** Data for this task follows **

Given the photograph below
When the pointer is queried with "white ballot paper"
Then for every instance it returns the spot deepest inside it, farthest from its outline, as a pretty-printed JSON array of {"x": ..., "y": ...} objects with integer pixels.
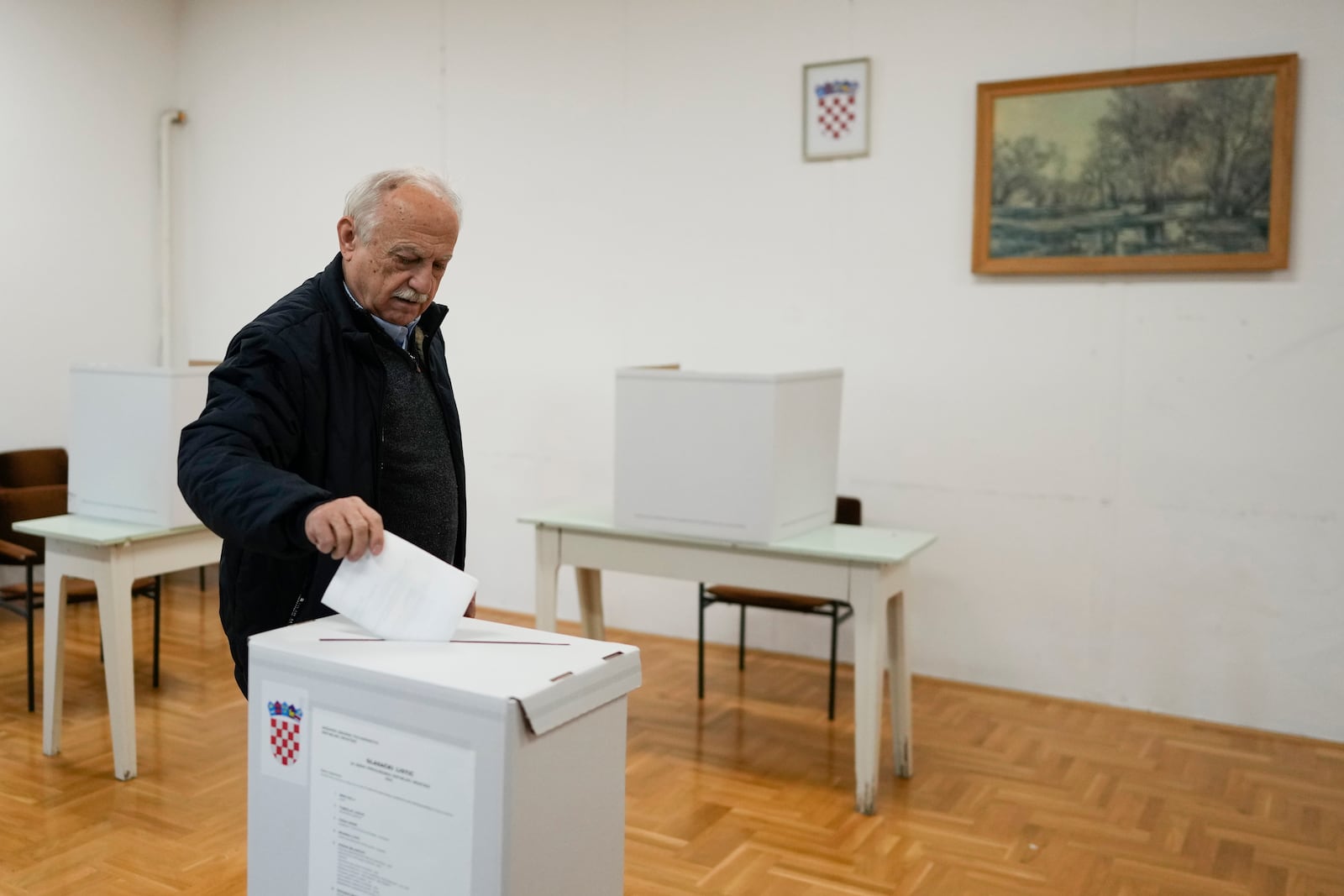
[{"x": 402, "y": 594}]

** End of Data for this task **
** Data for this task follows **

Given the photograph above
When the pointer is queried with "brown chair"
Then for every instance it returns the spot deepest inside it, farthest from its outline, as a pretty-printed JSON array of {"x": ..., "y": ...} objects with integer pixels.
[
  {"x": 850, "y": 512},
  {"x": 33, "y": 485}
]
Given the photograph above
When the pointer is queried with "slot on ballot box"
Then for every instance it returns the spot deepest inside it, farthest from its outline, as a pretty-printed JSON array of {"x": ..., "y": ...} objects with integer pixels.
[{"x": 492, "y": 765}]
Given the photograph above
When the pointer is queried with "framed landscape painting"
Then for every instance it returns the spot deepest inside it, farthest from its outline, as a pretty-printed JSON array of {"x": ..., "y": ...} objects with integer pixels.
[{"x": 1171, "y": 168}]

** End of Data for this task **

What is being asked: Determine how many lines of the entries contain the string "pointer", and reply with nothing but the number.

Written answer: 4